INSTRUCTIONS TO FOLLOW →
Scan the entries below for the word "Report". Copy each line that has it.

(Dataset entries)

--

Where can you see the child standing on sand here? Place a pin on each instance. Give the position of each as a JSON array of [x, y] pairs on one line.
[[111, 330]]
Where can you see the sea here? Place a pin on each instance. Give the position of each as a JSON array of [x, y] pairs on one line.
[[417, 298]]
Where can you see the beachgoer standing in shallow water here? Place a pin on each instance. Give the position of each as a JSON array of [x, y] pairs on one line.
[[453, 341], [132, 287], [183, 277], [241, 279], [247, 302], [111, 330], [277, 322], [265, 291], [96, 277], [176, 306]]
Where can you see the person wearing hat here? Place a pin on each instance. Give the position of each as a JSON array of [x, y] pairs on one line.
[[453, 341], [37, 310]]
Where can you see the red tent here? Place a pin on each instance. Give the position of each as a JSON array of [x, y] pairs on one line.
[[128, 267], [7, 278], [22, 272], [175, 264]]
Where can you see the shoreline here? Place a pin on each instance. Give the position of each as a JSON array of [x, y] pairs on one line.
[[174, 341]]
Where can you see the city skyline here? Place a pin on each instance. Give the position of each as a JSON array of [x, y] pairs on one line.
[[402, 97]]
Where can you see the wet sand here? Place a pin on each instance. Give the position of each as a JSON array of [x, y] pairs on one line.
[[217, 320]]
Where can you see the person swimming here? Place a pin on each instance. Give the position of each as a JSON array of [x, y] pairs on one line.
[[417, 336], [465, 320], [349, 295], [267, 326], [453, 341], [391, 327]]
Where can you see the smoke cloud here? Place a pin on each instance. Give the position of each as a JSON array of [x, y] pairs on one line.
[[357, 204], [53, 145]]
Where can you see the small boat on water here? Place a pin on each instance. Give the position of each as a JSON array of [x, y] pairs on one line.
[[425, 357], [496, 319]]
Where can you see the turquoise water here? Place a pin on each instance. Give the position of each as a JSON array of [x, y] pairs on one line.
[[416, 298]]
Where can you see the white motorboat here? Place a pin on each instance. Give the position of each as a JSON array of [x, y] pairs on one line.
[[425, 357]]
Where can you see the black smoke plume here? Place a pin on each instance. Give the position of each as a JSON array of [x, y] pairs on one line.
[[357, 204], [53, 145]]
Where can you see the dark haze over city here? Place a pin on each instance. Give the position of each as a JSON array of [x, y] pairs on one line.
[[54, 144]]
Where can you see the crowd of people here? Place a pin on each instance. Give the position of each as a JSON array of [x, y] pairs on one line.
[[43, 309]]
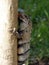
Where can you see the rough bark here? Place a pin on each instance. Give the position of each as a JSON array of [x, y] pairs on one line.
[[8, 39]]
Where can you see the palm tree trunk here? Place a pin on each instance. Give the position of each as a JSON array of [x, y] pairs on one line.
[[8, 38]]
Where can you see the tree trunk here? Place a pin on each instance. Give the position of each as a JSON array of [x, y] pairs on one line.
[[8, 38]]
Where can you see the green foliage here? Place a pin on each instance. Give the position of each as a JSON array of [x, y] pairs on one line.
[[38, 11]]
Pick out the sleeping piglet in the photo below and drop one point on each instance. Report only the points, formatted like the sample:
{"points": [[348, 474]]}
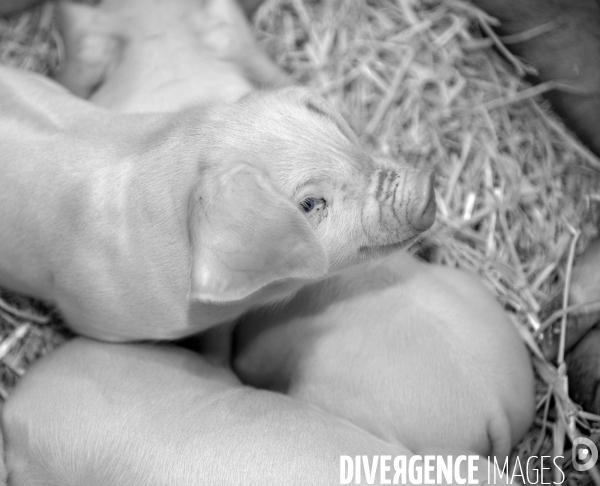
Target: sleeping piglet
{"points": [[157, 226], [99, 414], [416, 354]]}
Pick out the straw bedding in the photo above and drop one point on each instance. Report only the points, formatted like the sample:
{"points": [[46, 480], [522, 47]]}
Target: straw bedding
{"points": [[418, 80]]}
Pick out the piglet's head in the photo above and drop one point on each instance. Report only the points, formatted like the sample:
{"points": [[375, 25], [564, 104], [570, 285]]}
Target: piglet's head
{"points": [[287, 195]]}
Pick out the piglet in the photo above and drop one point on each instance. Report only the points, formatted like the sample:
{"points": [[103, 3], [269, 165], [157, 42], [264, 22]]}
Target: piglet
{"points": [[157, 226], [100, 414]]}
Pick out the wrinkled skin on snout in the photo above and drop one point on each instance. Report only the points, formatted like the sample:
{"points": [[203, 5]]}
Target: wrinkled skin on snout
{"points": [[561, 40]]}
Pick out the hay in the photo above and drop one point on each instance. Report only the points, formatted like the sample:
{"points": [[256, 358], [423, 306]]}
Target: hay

--

RESPONSE AREA →
Pick out the sleeping piglet in the photo below and drop one point on each instance. Report only the points, formatted like the sample:
Pick out the straw bedding in the photo above and drop one point on each instance. Report only the points, formatted like the sample:
Pick out the piglet's head in the photo above and drop one point on each instance. Report only the points, formatted like the sample:
Pick out the piglet in the photo above and drop one point on each instance. Report only the points, formatted like the sample:
Pick out the wrinkled skin on snout in the photo above and drop one point on each instance. Report only the points, formatted like the sample:
Pick out the hay in the photo above and drop one point on each instance. Report only the points, formatted like the sample:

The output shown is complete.